Their findings appear in the current issue of the journal Cancer Research.

The researchers sought to inhibit telomerase, an enzyme that maintains telomeres - repeating sequences of DNA at the end of each chromosome that are believed to function as a counting mechanism for cellular aging. Telomerase prevents the shortening of the sequences of DNA that occurs in normal cells as they age. The enzyme is found in most types of tumor cells but not healthy cells, indicating telomerase inhibitors may be a powerful new approach to chemotherapy.

Telomerase inhibition, however, has posed challenges for therapy. In earlier studies, scientists have found that months of treatment with an inhibitor are required before tumor growth could be expected to significantly slow.

The UT Southwestern researchers treated cultured human tumor cells with a unique compound that blocks telomerase activity, and the cell proliferation slowed substantially after just a few weeks.

Further, prostate cancer cells treated with the inhibitor barely formed tumors in mice and yielded very low levels of prostate specific antigen (PSA), a marker associated with malignancy. Cells treated with a similar compound that was not a telomerase inhibitor formed large tumors with high PSA levels.

## EXERCISES TO COMPLETE
**1)** From the text on telomerase inhibition, reproduce word for word the part that begins at the words "Telomerase inhibition, however, has" and stops after the words "to significantly slow.".
**2)** According to the text on telomerase inhibition, in which journal do the findings appear?

## GIVEN MATERIAL
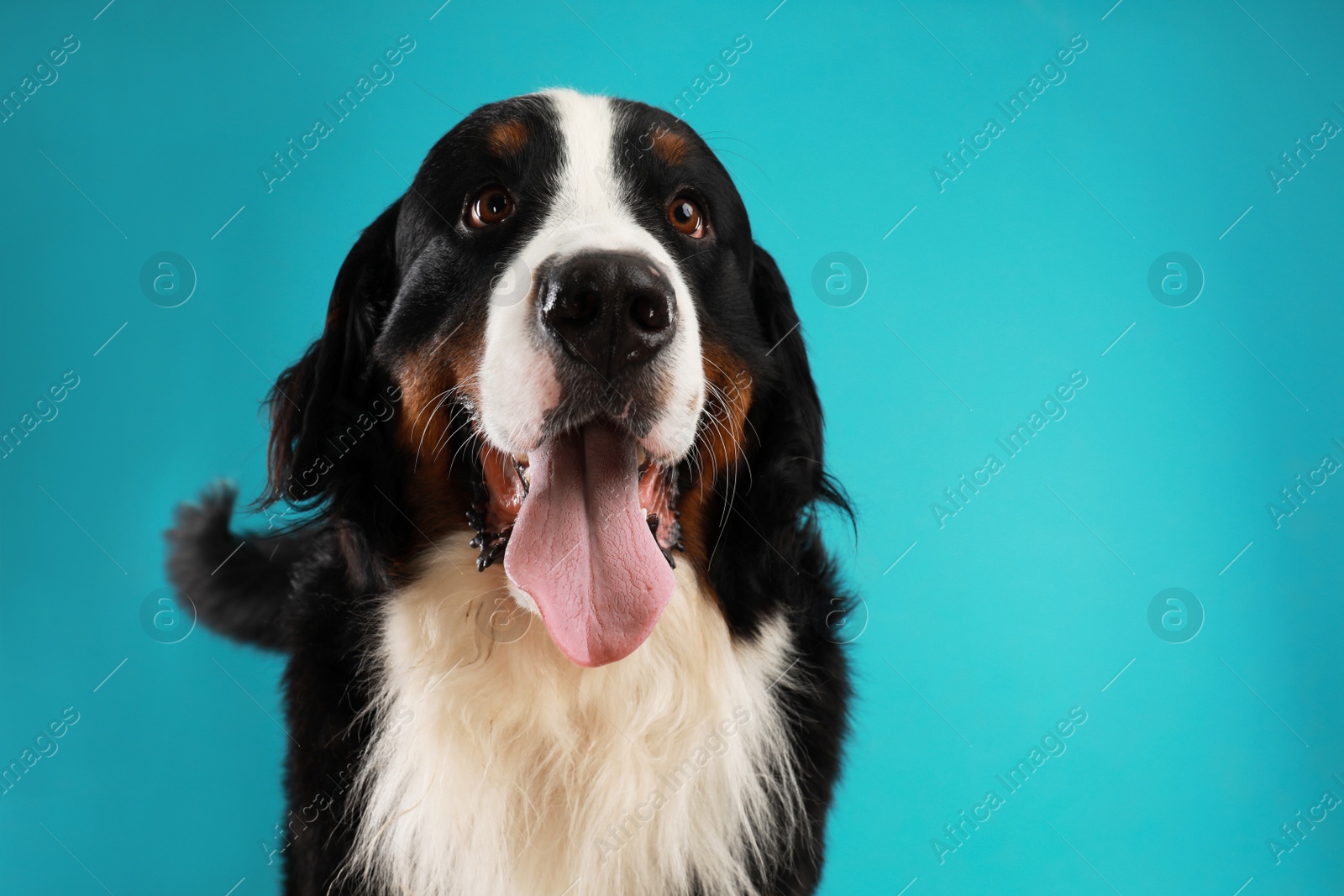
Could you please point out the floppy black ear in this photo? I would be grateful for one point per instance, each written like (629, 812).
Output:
(785, 410)
(333, 383)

## RESPONSES TO THE TASKS
**1)**
Telomerase inhibition, however, has posed challenges for therapy. In earlier studies, scientists have found that months of treatment with an inhibitor are required before tumor growth could be expected to significantly slow.

**2)** Cancer Research